● **Texte fourni**
------------------------------

Un nouveau rapport de la Banque mondiale intitulé “Middle East and North Africa
Economic Developments and Prospects: Investing for Growth and Jobs“ met en
évidence l’importance des liens entre la bonne gouvernance, fondée sur l’égalité
des règles d’intervention juridiques et réglementaires, et la capacité des
investissements à stimuler la croissance.
«Quand on examine l’exemple d’autres pays en transition, il apparaît que
l’investissement a connu un réel essor dans de nombreux pays qui sont intervenus
rapidement pour améliorer la gouvernance», déclare Caroline Freund, économiste
en chef pour la Région Moyen-Orient et Afrique du Nord à la Banque mondiale.
«D’une manière générale, l’amélioration des institutions publiques est une
nécessité pour donner voix au chapitre à la population et promouvoir l’éthique
de responsabilité, mais elle l’est tout autant pour la croissance et
l’utilisation avisée des ressources».
Selon elle, pour relancer l’investissement à des niveaux supérieurs à ceux
d’avant le Printemps arabe, il faut prendre d’urgence le chemin de la
transparence et de la responsabilité publique.
Le rapport montre que la Région Moyen-Orient et Afrique du Nord (MENA) a connu
un niveau d’investissement soutenu au cours des deux dernières décennies par
comparaison avec l’Amérique latine et l’Europe de l’Est.
Toutefois, dans les pays exportateurs de pétrole tels que l’Algérie et Oman, ces
niveaux ont été principalement soutenus par un investissement public massif et
croissant. A contrario, les importateurs de pétrole comme l’Égypte et le Maroc
ont plutôt enregistré une poussée de l’investissement privé, qui s’est accru au
cours des dernières années.
L’une des craintes que suscite l’investissement public dans les pays en
développement exportateurs de pétrole est qu’en l’absence d’une bonne
gouvernance, rien n’atteste que ce type d’investissement stimule la croissance.
À l’inverse, dans les pays dotés de solides institutions juridiques et d’un
degré adéquat de protection des droits de propriété, il existe une forte
corrélation entre investissement public et croissance. Par ailleurs,
l’investissement public ne saurait être substitué à l’investissement privé,
surtout en cas de mauvaise gouvernance.
«Quand un pays est bien gouverné, les investissements publics tendent à
amplifier les investissements privés, car ils fournissent les réseaux
énergétiques, routiers, logistiques et les moyens de communication dont les
entreprises ont besoin pour produire», ajoute Mme Freund. « Dans le cas inverse,
ils auront tendance à évincer les investissements du secteur privé en captant
des ressources que ce dernier aurait pu utiliser. De plus, il se peut que
l’investissement public ne stimule pas la croissance puisqu’il est consacré à
des actifs non productifs qui ne profitent qu’à des groupes d’intérêt
particuliers».

------------------------------

● **Entrées de données**
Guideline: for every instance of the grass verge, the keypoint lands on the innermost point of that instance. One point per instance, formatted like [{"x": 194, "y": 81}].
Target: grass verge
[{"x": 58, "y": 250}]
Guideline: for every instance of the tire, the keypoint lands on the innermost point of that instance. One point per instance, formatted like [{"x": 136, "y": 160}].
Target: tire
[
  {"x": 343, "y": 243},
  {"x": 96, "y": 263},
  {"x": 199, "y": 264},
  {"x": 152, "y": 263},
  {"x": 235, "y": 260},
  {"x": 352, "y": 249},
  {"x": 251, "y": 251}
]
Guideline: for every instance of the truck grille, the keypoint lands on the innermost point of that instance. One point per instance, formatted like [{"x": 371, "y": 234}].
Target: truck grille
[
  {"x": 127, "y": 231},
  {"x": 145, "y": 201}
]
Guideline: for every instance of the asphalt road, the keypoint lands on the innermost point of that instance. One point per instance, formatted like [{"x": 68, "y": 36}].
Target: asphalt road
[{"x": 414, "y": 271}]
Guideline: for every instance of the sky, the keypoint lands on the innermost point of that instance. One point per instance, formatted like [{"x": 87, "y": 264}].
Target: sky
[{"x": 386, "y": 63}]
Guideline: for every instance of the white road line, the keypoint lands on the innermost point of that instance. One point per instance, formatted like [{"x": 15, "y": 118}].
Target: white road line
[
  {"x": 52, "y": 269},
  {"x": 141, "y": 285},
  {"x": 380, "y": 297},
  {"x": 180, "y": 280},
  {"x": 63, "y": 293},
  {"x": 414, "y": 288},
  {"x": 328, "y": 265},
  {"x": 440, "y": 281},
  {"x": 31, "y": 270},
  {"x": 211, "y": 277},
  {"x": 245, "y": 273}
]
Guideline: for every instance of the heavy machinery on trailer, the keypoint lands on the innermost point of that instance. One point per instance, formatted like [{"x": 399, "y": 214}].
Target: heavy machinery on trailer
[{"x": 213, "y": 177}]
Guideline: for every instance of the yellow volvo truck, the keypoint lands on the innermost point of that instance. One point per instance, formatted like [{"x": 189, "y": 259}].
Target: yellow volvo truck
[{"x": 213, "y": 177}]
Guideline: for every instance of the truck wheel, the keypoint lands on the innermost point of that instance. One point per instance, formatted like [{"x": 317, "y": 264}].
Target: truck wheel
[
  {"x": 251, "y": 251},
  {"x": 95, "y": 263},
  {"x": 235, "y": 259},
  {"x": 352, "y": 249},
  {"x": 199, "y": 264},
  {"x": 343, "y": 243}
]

------------------------------

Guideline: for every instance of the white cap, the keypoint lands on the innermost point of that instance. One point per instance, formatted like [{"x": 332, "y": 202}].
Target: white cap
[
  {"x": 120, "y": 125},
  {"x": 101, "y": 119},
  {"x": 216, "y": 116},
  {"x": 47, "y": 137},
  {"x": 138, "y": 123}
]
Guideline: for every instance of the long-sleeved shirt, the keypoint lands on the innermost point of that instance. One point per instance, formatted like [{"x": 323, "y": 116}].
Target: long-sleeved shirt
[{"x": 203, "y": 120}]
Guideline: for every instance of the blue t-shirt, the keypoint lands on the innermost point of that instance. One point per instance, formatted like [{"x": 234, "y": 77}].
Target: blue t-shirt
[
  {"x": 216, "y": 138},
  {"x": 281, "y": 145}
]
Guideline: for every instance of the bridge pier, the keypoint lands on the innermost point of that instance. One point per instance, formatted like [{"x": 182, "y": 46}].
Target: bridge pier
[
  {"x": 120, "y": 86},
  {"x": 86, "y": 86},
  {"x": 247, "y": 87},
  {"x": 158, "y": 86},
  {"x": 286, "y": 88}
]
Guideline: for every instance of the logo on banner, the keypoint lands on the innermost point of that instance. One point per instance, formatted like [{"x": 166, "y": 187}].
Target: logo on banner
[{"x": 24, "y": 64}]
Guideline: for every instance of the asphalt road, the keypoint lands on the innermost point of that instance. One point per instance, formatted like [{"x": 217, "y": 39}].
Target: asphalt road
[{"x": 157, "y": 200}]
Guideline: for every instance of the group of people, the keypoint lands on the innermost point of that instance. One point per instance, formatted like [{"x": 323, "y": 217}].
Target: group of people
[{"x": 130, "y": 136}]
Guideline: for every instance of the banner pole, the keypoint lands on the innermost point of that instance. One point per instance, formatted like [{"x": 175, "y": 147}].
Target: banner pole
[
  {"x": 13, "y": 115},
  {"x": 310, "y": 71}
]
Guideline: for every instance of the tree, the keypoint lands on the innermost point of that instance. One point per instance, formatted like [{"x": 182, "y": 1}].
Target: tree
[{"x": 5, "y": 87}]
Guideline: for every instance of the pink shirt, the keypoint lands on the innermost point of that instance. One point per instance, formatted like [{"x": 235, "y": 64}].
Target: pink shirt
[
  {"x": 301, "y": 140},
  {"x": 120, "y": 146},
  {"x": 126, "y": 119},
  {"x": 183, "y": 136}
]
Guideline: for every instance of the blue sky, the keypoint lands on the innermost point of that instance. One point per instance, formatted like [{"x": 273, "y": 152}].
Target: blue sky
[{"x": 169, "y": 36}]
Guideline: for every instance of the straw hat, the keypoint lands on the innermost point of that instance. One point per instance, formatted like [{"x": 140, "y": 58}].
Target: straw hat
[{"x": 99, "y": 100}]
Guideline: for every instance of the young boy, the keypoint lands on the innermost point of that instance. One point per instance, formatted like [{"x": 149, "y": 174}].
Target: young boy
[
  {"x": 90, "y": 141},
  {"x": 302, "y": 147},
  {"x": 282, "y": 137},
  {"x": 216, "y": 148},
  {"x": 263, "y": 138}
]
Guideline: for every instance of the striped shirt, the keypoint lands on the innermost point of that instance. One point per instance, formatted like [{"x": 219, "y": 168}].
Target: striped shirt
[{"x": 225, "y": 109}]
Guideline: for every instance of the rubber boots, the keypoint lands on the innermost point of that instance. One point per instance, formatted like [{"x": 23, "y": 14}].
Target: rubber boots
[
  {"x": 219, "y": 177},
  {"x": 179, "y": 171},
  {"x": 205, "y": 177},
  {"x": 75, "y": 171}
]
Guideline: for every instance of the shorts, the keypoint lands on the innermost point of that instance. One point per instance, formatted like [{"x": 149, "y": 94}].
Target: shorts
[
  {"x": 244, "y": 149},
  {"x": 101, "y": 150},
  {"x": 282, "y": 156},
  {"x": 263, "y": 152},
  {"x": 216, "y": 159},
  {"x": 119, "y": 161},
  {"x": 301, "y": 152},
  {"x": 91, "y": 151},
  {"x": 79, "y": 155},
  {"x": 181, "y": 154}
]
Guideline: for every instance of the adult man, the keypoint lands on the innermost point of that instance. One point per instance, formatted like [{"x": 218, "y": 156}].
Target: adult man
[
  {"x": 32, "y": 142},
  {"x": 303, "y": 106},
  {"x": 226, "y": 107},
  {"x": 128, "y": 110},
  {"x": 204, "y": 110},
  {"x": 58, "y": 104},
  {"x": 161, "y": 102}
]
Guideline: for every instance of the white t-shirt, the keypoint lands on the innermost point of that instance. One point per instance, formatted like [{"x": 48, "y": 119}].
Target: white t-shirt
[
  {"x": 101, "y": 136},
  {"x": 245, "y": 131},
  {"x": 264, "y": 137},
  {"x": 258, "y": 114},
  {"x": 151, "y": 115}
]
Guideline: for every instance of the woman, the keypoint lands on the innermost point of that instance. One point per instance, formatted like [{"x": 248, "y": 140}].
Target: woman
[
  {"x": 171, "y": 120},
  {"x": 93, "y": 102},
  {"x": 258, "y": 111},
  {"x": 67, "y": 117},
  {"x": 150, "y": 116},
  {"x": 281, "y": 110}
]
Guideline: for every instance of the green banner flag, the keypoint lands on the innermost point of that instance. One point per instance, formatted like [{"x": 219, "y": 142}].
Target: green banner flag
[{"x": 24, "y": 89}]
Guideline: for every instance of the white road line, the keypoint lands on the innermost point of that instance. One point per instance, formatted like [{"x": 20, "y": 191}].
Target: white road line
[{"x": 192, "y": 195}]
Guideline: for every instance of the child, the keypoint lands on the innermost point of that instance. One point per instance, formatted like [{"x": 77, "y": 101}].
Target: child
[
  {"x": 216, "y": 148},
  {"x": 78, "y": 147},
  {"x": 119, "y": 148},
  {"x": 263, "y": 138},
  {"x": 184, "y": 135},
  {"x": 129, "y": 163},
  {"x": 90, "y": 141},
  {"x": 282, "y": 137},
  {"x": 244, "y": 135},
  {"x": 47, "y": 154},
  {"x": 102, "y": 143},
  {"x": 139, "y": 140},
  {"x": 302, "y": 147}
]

------------------------------

● **Consignes**
Énumérez tous les pays que le texte sur l'investissement dans la région MENA cite nommément. Les items ci-dessus n'ont aucun rapport avec le texte fourni.

● **Réponse**
Algérie, Oman, Égypte, Maroc